Saved entries:

——————————

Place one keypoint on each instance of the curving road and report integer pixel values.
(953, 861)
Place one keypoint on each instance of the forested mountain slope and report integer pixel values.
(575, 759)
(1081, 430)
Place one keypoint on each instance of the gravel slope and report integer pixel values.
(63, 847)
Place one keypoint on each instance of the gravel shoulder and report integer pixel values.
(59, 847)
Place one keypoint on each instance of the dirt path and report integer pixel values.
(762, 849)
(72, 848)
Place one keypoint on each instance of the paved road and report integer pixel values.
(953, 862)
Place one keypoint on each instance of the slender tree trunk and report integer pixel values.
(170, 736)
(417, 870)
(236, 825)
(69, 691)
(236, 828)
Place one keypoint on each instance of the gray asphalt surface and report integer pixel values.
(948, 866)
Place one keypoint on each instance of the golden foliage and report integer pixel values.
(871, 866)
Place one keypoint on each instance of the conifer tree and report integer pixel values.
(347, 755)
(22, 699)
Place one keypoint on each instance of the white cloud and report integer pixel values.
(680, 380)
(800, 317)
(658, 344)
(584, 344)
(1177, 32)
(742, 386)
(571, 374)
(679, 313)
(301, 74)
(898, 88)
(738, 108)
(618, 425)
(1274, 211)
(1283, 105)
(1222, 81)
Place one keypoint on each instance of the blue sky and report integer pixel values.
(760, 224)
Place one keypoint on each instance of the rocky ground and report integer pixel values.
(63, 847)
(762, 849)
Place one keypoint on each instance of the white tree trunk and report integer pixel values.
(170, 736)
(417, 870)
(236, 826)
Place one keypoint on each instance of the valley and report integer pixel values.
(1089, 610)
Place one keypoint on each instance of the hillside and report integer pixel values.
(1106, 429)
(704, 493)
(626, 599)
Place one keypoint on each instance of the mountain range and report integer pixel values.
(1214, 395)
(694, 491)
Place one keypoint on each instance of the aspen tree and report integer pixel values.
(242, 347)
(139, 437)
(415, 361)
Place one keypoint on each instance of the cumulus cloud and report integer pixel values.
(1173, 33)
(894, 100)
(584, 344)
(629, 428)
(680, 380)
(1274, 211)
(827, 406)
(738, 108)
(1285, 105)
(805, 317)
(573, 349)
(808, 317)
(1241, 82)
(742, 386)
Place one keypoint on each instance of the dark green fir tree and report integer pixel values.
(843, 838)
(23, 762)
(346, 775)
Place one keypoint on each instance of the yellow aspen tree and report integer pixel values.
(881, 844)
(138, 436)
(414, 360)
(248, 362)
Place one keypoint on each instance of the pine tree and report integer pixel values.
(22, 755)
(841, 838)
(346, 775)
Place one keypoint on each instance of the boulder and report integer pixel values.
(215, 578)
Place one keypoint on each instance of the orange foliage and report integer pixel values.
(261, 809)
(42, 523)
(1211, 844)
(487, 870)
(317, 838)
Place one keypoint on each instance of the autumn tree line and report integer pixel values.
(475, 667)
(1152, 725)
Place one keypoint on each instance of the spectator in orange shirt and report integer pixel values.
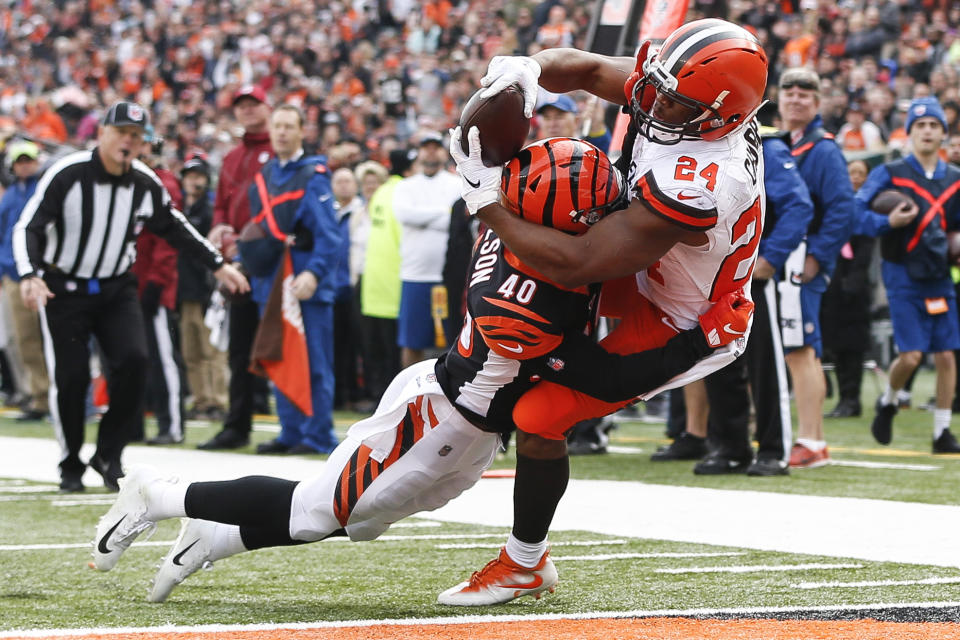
(44, 123)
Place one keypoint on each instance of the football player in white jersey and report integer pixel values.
(439, 422)
(688, 236)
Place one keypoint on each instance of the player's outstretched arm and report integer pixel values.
(621, 243)
(565, 70)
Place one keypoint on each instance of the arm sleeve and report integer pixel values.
(172, 226)
(317, 215)
(221, 201)
(831, 184)
(588, 368)
(29, 234)
(790, 198)
(163, 263)
(869, 222)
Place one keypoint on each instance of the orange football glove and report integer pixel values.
(727, 320)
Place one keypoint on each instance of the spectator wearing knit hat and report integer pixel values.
(231, 211)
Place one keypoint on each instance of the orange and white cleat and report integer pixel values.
(503, 580)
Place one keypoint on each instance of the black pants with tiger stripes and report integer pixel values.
(109, 311)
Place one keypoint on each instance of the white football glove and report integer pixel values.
(506, 70)
(479, 184)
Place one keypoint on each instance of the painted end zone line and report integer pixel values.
(874, 583)
(450, 620)
(652, 556)
(761, 567)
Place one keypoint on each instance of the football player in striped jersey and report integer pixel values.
(439, 424)
(688, 237)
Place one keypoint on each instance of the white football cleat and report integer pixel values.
(503, 580)
(189, 553)
(125, 520)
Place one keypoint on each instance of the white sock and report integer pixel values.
(166, 500)
(888, 396)
(941, 422)
(226, 541)
(525, 554)
(813, 445)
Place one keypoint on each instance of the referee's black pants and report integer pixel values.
(768, 374)
(112, 315)
(244, 320)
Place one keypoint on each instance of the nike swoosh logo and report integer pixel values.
(533, 584)
(102, 545)
(179, 556)
(730, 329)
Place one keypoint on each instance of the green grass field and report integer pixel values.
(399, 577)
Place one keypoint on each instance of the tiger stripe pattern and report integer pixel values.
(362, 469)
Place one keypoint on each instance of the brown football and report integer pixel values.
(886, 201)
(503, 127)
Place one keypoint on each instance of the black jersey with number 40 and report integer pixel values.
(521, 328)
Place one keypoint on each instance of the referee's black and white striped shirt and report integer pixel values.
(83, 222)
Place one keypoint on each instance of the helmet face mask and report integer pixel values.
(715, 69)
(660, 130)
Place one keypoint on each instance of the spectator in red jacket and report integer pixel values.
(231, 210)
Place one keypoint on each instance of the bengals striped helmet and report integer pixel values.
(562, 183)
(715, 68)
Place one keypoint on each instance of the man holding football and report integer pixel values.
(439, 423)
(688, 236)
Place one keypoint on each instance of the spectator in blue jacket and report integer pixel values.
(824, 169)
(915, 269)
(776, 283)
(299, 194)
(25, 166)
(846, 312)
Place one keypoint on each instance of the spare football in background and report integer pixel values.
(887, 200)
(503, 127)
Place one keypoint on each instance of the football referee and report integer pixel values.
(74, 245)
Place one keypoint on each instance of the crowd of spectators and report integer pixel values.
(370, 75)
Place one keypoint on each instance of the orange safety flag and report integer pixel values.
(280, 347)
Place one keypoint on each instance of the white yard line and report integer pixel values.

——————————

◆ Set exercise: Turn every line of the listing above into a numbered list, skipping blank lines. Leave the pictures out of your answer.

◆ Solution to the exercise:
1. Place one keypoint on each instance of the curving road and report integer pixel values.
2. (953, 861)
3. Place one keypoint on each instance of the forested mountain slope and report integer pixel values.
4. (575, 759)
5. (1081, 430)
6. Place one keypoint on each instance of the gravel slope and report integer pixel values.
7. (63, 847)
8. Place one keypoint on each instance of the gravel shoulder and report integer pixel values.
9. (59, 847)
10. Place one keypoint on each instance of the dirt path and report integer pixel values.
11. (762, 849)
12. (72, 848)
13. Place one keypoint on each instance of the paved road and report integer pixel values.
14. (953, 862)
15. Place one keypoint on each instance of the slender tree trunk and report integer pixel values.
16. (170, 736)
17. (417, 870)
18. (236, 825)
19. (69, 691)
20. (236, 828)
21. Place one keypoint on each instance of the gray asphalt surface and report integer pixel values.
22. (948, 866)
23. Place one keypoint on each instance of the golden foliage and report integer pixel values.
24. (871, 866)
25. Place one keypoint on each instance of the conifer tree and report integer pixel values.
26. (347, 755)
27. (22, 699)
28. Place one keypoint on each instance of the white cloud and report integer pixel values.
29. (680, 380)
30. (800, 317)
31. (658, 344)
32. (584, 344)
33. (1177, 32)
34. (742, 386)
35. (571, 374)
36. (679, 313)
37. (301, 74)
38. (898, 88)
39. (738, 108)
40. (618, 425)
41. (1274, 211)
42. (1283, 105)
43. (1222, 81)
44. Place one keypoint on each instance of the blue sky and report integer pixel values.
45. (760, 224)
46. Place one keypoint on each instance of the rocky ground and report integer pixel values.
47. (63, 847)
48. (762, 849)
49. Place one keypoint on each instance of the white tree trunk and report integer pixel values.
50. (170, 736)
51. (417, 870)
52. (236, 826)
53. Place one keypoint on each instance of the valley and report integer pixel values.
54. (1089, 610)
55. Place one keypoint on each instance of the hillside and report integer pixel values.
56. (1106, 429)
57. (704, 493)
58. (626, 599)
59. Place one keypoint on each instance of the mountain range and report integer pixel values.
60. (1214, 395)
61. (694, 491)
62. Place one keypoint on each instance of the aspen tree and report integer pixel values.
63. (242, 347)
64. (139, 437)
65. (415, 361)
66. Place one keypoint on each instance of the cumulus cloud and report integer pixel values.
67. (1173, 33)
68. (894, 100)
69. (584, 344)
70. (629, 428)
71. (680, 380)
72. (1274, 211)
73. (827, 406)
74. (738, 108)
75. (1285, 105)
76. (805, 317)
77. (573, 349)
78. (808, 317)
79. (1241, 82)
80. (742, 386)
81. Place one keypoint on each instance of the dark green fir tree and report integer pixel values.
82. (843, 838)
83. (23, 762)
84. (346, 775)
85. Place one keypoint on each instance of the yellow aspen tree and report integer pixel values.
86. (881, 844)
87. (138, 436)
88. (414, 360)
89. (248, 362)
90. Place one keypoint on each instance of the pine tree and report integer pixel values.
91. (22, 755)
92. (841, 838)
93. (346, 775)
94. Place one keypoint on each instance of the boulder and report integer pixel values.
95. (215, 578)
96. Place one keypoint on each instance of the orange foliage and report integer pixel values.
97. (261, 809)
98. (42, 523)
99. (1211, 844)
100. (487, 870)
101. (317, 838)
102. Place one keypoint on each instance of the autumn tree line and report integer pixel values.
103. (475, 667)
104. (1152, 725)
105. Place one keypoint on each instance of the spectator in orange shirt and report integer pixel values.
106. (44, 123)
107. Place one keypoint on each instance of the football player in white jersey and report integer pixel values.
108. (439, 422)
109. (688, 236)
110. Place one keypoint on each instance of the player's outstretched arm and report integer pixel values.
111. (621, 243)
112. (565, 70)
113. Place one keypoint on each instance of the arm sleeve and report integer pixel values.
114. (172, 226)
115. (317, 215)
116. (221, 201)
117. (831, 184)
118. (588, 368)
119. (29, 234)
120. (790, 198)
121. (163, 263)
122. (869, 222)
123. Place one keypoint on each instance of the orange football glove and report integer pixel values.
124. (727, 320)
125. Place one keypoint on each instance of the spectator wearing knit hat and report integer pixel values.
126. (231, 211)
127. Place one keypoint on each instance of the orange and white cleat and report integer pixel values.
128. (503, 580)
129. Place one keypoint on each instance of the black pants with tiger stripes and report integer pixel values.
130. (109, 311)
131. Place one keypoint on each instance of the white football glove and report integer pixel values.
132. (506, 70)
133. (479, 184)
134. Place one keypoint on each instance of the painted end zone line and report integer pixel values.
135. (874, 583)
136. (450, 620)
137. (652, 556)
138. (761, 567)
139. Place one keypoint on each instance of the football player in striped jersey and report integer pixel values.
140. (439, 424)
141. (688, 237)
142. Place one keypoint on each instance of the white football cleat and report integer pixel values.
143. (503, 580)
144. (189, 553)
145. (125, 520)
146. Place one keypoint on each instance of the white sock and report integer pixel values.
147. (166, 500)
148. (888, 396)
149. (941, 422)
150. (226, 541)
151. (525, 554)
152. (813, 445)
153. Place one keypoint on each instance of the referee's black pants and report integer pixel values.
154. (768, 374)
155. (112, 315)
156. (244, 320)
157. Place one keypoint on each instance of the nike swoosh logo and report integer pixel values.
158. (533, 584)
159. (102, 545)
160. (179, 556)
161. (730, 329)
162. Place one keypoint on each instance of the green grass field and report integer pixel values.
163. (399, 577)
164. Place one keypoint on each instance of the tiger stripe pattern and report integer pixel values.
165. (362, 469)
166. Place one keypoint on each instance of the brown football and report integer pixel values.
167. (886, 201)
168. (503, 127)
169. Place one keypoint on each instance of the black jersey with number 40 and report integer pixel values.
170. (521, 328)
171. Place one keypoint on each instance of the referee's black and white striped shirt and report integer pixel values.
172. (83, 222)
173. Place one keypoint on each instance of the helmet face mask and report integer pixel values.
174. (715, 69)
175. (660, 130)
176. Place one keypoint on each instance of the spectator in red jacket and report integer pixel values.
177. (231, 210)
178. Place one keypoint on each instance of the bengals striped helmet and report integer pixel values.
179. (562, 183)
180. (715, 68)
181. Place one keypoint on each instance of the man holding football and report integer pixel values.
182. (439, 423)
183. (688, 236)
184. Place one keypoint on each instance of the spectator in blue jacket and report integer pixel values.
185. (824, 169)
186. (915, 269)
187. (776, 283)
188. (299, 194)
189. (25, 166)
190. (846, 312)
191. Place one keypoint on each instance of the spare football in background and report integer pixel values.
192. (887, 200)
193. (503, 127)
194. Place one keypoint on each instance of the football referee and report integer pixel values.
195. (74, 245)
196. Place one keypoint on each instance of the crowd of spectators and report integer pixel values.
197. (370, 75)
198. Place one keypoint on each instance of the orange safety flag and report integer pixel values.
199. (280, 347)
200. Place one keypoint on each instance of the white yard line and report integer pixel values.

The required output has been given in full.